Rupture des relations avec le Maroc : La mise au point de l’ambassadeur d’Algérie au Chili

        par R. N.

L’ambassadeur d’Algérie au Chili, Mohamed Sofiane Berrah, a publié samedi une mise au point dans un média chilien suite aux informations « biaisées » et « inexactes » concernant les raisons ayant poussé l’Algérie à rompre les relations diplomatiques avec le royaume du Maroc.

« Divers articles parus ces derniers jours dans certains journaux chiliens ont diffusé des informations biaisées et inexactes sur les raisons ayant motivé la décision de l’Algérie de rompre les relations diplomatiques avec le royaume du Maroc », a-t-il indiqué dans son droit de réponse relayé par Diario y Radio Universidad de Chile.

« Loin d’essayer d’alimenter une polémique inutile (…) mon propos et mon seul objectif à travers cette contribution est de clarifier auprès de l’opinion publique chilienne le contexte et l’arrière-plan qui ont justifié que mon pays ait eu recours à cette mesure », explique-t-il.

Concernant les actions immédiates ayant poussé l’Algérie à rompre ses relations avec le Maroc, l’ambassadeur évoquera la note officielle exprimant le soutien du royaume à la prétendue volonté d’autodétermination de la Kabylie. Une note distribuée par le représentant permanent du Maroc auprès de l’ONU, le 14 juillet dernier, en marge d’une réunion du Mouvement des pays Non alignés.

Cette note « visait à mettre dans le même sac le Sahara Occidental – territoire occupé illégalement par le Maroc depuis 1975 – qui relève d’une décolonisation dûment reconnue comme telle par la communauté internationale et par le droit international, et une région, historiquement et sociologiquement, partie intégrante du territoire algérien », dira Mohamed Sofiane Berrah.

« En réaction à cette provocation, l’Algérie a demandé aux autorités marocaines une clarification de la position du royaume sur cette question. Cette demande est restée sans réponse, ce qui a contraint l’Algérie à rappeler son ambassadeur au Maroc pour des consultations au vu de la gravité des événements », a-t-il ajouté.

La deuxième action hostile du Maroc est celle du scandale, révélé le 18 juillet dernier, du logiciel espion Pegasus créé par la société israélienne NSO.

L’enquête menée par le Consortium Forbidden Stories et Amnesty International a démontré l’utilisation massive de ce logiciel par le Maroc pour espionner 6.000 personnalités algériennes, des journalistes et des acteurs de la société civile, a-t-il informé.

Des antécédents sérieux

Parmi les actes provocateurs dont ont été coupables les autorités marocaines vis-à-vis de l’Algérie, « on citera également la déclaration faite le 12 août 2021 par un haut responsable israélien lors de sa visite au Maroc. A cette occasion , Rabat a réussi à guider de manière biaisée la déclaration israélienne faite lors d’une conférence de presse conjointe avec son homologue marocain, concernant l’opposition de l’Algérie à l’octroi du statut d’observateur de l’Union africaine à Israël ».
┄┄┄┄┄┄┄┄┄┄
● Consigne:
Donnez, s'il vous plaît, la suite de l'article ci-dessus sur la rupture entre l'Algérie et le Maroc, en reprenant juste après sa dernière phrase.

● Informations affichées:
┄┄┄┄┄┄┄┄┄┄
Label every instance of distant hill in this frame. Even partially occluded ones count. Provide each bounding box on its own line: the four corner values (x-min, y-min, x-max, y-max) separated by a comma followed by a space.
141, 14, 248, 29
┄┄┄┄┄┄┄┄┄┄
● Résultat ci-dessous:
« Le ton menaçant de la réponse du responsable israélien qui a critiqué l’Algérie alors que sa position est partagée par une vingtaine d’autres pays africains désireux de préserver la cohésion et l’unité de l’organisation panafricaine concernant la question palestinienne, représente une provocation qui rend compte de la déloyauté du Maroc et de sa volonté manifeste d’impliquer son nouvel allié moyen-oriental dans une aventure hasardeuse dirigée contre l’Algérie », a-t-il soutenu.

La dernière provocation en date est le soutien du Maroc « aux agents séparatistes après les incendies criminels qui ont ravagé, courant août 2021, plusieurs régions d’Algérie, causant la destruction de milliers d’hectares et la mort de 90 personnes dont 33 militaires.

L’implication de Rabat dans les incendies a été confirmée par des enquêtes menées par la police judiciaire algérienne et par l’arrestation d’éléments affiliés à deux organisations que l’Algérie qualifie de terroristes tentant de fuir vers le territoire marocain », assure-t-il.

L’ambassadeur a évoqué, par ailleurs, des « antécédents sérieux » rappelant que « la première action belliqueuse du Maroc contre l’Algérie a eu lieu en 1963, après l’indépendance de l’Algérie ».

« Plusieurs années plus tard, le 27 août 1994, le Maroc a décidé unilatéralement d’imposer un visa d’entrée sur son territoire, tant pour les citoyens algériens que pour les citoyens d’autres nationalités, mais d’origine algérienne ».

Cette décision intervient dans un contexte de fausses accusations marocaines sur la participation présumée de l’Algérie aux attentats de Marrakech, accusations démenties par l’enquête internationale sur ces attentats », rappelle le diplomate.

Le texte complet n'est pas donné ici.